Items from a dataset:
------------------------------------------------------------------------

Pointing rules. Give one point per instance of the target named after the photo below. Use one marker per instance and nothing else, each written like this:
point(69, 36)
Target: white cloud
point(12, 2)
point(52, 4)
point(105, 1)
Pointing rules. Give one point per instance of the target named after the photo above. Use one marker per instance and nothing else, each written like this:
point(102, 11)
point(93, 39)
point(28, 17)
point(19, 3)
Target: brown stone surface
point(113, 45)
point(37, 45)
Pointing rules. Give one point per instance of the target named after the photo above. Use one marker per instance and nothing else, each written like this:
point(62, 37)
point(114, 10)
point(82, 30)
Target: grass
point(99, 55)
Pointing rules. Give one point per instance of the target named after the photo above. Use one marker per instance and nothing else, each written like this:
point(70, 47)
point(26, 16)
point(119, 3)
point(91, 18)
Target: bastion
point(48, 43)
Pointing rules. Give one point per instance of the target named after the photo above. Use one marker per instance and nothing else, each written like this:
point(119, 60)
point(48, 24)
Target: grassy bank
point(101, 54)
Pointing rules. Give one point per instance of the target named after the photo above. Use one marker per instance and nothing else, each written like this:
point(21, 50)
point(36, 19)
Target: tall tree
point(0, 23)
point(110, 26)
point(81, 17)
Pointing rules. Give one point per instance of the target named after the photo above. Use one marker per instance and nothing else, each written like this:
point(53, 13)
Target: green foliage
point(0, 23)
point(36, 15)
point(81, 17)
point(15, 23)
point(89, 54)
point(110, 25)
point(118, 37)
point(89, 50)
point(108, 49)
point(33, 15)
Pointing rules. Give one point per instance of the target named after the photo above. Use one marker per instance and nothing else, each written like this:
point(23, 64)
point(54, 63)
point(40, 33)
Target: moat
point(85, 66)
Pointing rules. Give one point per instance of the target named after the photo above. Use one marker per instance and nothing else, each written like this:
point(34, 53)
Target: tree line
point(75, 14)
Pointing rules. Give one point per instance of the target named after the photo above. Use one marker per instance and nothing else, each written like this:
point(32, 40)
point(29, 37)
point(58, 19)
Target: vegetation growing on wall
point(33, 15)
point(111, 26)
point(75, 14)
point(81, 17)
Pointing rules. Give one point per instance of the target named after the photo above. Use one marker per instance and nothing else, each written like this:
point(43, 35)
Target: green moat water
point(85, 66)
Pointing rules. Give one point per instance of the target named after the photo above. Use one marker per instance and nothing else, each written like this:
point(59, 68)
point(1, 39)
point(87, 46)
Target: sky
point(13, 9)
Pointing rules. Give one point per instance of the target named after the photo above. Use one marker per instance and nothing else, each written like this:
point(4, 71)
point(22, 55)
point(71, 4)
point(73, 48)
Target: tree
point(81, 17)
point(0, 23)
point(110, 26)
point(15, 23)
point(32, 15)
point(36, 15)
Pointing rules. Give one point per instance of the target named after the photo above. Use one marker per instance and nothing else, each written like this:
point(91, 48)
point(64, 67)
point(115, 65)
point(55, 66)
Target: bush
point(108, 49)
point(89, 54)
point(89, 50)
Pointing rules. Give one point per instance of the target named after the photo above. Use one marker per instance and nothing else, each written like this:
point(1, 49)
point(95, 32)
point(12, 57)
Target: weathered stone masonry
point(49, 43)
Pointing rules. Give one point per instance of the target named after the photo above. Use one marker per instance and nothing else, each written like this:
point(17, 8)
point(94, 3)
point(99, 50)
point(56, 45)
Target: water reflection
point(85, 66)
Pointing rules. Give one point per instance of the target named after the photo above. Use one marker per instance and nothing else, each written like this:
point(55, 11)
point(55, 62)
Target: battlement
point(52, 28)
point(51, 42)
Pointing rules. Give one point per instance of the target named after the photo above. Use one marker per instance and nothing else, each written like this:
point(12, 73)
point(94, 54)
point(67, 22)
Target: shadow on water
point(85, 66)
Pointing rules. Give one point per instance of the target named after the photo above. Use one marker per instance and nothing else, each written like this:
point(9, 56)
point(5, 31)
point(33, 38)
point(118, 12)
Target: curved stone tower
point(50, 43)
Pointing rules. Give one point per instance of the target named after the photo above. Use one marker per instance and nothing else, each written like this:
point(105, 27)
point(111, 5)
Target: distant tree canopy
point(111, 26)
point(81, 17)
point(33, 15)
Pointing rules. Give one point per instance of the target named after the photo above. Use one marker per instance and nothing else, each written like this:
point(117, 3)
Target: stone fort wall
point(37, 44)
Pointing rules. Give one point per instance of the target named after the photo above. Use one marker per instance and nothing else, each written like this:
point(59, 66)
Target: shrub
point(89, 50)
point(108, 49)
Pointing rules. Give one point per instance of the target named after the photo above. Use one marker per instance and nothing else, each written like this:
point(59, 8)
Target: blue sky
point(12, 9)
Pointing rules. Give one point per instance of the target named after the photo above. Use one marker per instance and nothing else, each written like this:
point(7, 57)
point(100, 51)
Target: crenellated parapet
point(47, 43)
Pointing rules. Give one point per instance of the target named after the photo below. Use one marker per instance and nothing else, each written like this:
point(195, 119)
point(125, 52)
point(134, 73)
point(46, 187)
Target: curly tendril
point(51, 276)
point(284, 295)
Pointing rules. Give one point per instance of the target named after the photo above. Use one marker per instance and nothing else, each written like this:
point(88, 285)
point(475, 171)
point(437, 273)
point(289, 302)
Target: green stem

------------------------------------------------------------------------

### CHALLENGE
Print the material above once more, exactly.

### RESULT BELOW
Pointing rules. Give one point per instance of the target named after the photo below. Use one marker per instance and nothing else, each written like this:
point(69, 36)
Target: white cloud
point(12, 2)
point(52, 4)
point(105, 1)
Pointing rules. Give one point per instance of the target named after the photo above. Use one marker per instance and nothing else, each written like this:
point(102, 11)
point(93, 39)
point(28, 17)
point(19, 3)
Target: brown stone surface
point(113, 45)
point(37, 45)
Pointing rules. Give one point per instance of the target named after the photo above. Use one marker per instance and nothing else, each written like this:
point(62, 37)
point(114, 10)
point(82, 30)
Target: grass
point(99, 55)
Pointing rules. Give one point per instance of the target named after the photo above. Use one marker per instance and nothing else, each written like this:
point(70, 47)
point(26, 16)
point(119, 3)
point(91, 18)
Target: bastion
point(48, 43)
Pointing rules. Give one point per instance of the target named after the photo above. Use one marker per instance and nothing else, each written like this:
point(119, 60)
point(48, 24)
Target: grassy bank
point(101, 54)
Pointing rules. Give one point per instance of the target named after the photo above. Use one marker per instance and nothing else, each written like this:
point(21, 50)
point(36, 19)
Target: tall tree
point(0, 23)
point(110, 26)
point(81, 17)
Pointing rules. Give one point per instance of the target named after the photo above. Use one marker per instance and nothing else, each written like this:
point(53, 13)
Target: green foliage
point(0, 23)
point(36, 15)
point(81, 17)
point(15, 23)
point(89, 54)
point(110, 25)
point(118, 37)
point(89, 50)
point(108, 49)
point(33, 15)
Pointing rules. Give one point per instance of the target named after the photo above. Use one marker per instance and nothing else, each written like this:
point(23, 64)
point(54, 63)
point(40, 33)
Target: moat
point(85, 66)
Pointing rules. Give one point per instance of the target named after the photo above. Use one marker per instance and nothing else, each written like this:
point(34, 53)
Target: tree line
point(75, 14)
Pointing rules. Give one point per instance of the target named after the photo above. Use one marker per instance and nothing else, each written like this:
point(32, 40)
point(29, 37)
point(58, 19)
Target: vegetation growing on wall
point(33, 15)
point(111, 26)
point(75, 14)
point(81, 17)
Pointing rules. Give one point per instance of the target named after the photo above. Use one marker per instance and nothing else, each written like this:
point(43, 35)
Target: green moat water
point(85, 66)
Pointing rules. Give one point per instance of the target named after the photo above. Use one marker per instance and nothing else, each written like this:
point(59, 68)
point(1, 39)
point(87, 46)
Target: sky
point(13, 9)
Pointing rules. Give one point per instance of the target named after the photo above. Use one marker per instance and nothing else, each written like this:
point(4, 71)
point(22, 55)
point(71, 4)
point(73, 48)
Target: tree
point(81, 17)
point(0, 23)
point(110, 26)
point(15, 23)
point(32, 15)
point(36, 15)
Pointing rules. Give one point per instance of the target named after the photo above. Use one marker per instance and nothing else, each written like this:
point(91, 48)
point(64, 67)
point(115, 65)
point(55, 66)
Target: bush
point(108, 49)
point(89, 54)
point(89, 50)
Pointing rules. Give one point per instance of the target named after the photo above. Use one marker per instance and nothing else, each written like this:
point(1, 49)
point(95, 32)
point(12, 57)
Target: weathered stone masonry
point(49, 43)
Pointing rules. Give one point per instance of the target named after the photo above. Use one marker per instance and nothing else, each written like this:
point(17, 8)
point(94, 3)
point(99, 50)
point(56, 45)
Target: water reflection
point(85, 66)
Pointing rules. Give one point per instance of the target named after the photo above. Use one marker per instance and nothing else, each written like this:
point(55, 11)
point(55, 62)
Target: battlement
point(52, 28)
point(51, 42)
Pointing rules. Give one point per instance of the target named after the photo above. Use one marker per instance and nothing else, each written like this:
point(12, 73)
point(94, 54)
point(67, 22)
Target: shadow on water
point(85, 66)
Pointing rules. Give one point per instance of the target named after the photo above. Use one marker per instance and nothing else, each written like this:
point(9, 56)
point(5, 31)
point(33, 38)
point(118, 12)
Target: curved stone tower
point(50, 43)
Pointing rules. Give one point per instance of the target named after the photo above. Use one marker per instance and nothing else, each written like this:
point(105, 27)
point(111, 5)
Target: distant tree canopy
point(111, 26)
point(81, 17)
point(33, 15)
Pointing rules. Give one point per instance of the target named after the photo above. Use one marker per instance and nothing else, each written like this:
point(117, 3)
Target: stone fort wall
point(37, 44)
Pointing rules. Give one point per instance of the target named after the photo above. Use one marker per instance and nothing else, each written like this:
point(59, 66)
Target: shrub
point(89, 50)
point(108, 49)
Pointing rules. Give one point per instance of the target named after the photo above. Use one marker per instance and nothing else, each written like this:
point(59, 8)
Target: blue sky
point(12, 9)
Pointing rules. Give one point per instance of the target named after the photo above. Use one marker per instance and nothing else, each written like this:
point(7, 57)
point(100, 51)
Target: crenellated parapet
point(47, 43)
Pointing rules. Give one point per instance of the target named after the photo below. Use one marker per instance and nothing else, each written like this:
point(195, 119)
point(125, 52)
point(134, 73)
point(46, 187)
Target: curly tendril
point(51, 276)
point(284, 295)
Pointing rules. Give one point per instance of the target named after the photo above. Use one marker per instance and nothing else, each written like this:
point(88, 285)
point(475, 171)
point(437, 273)
point(289, 302)
Target: green stem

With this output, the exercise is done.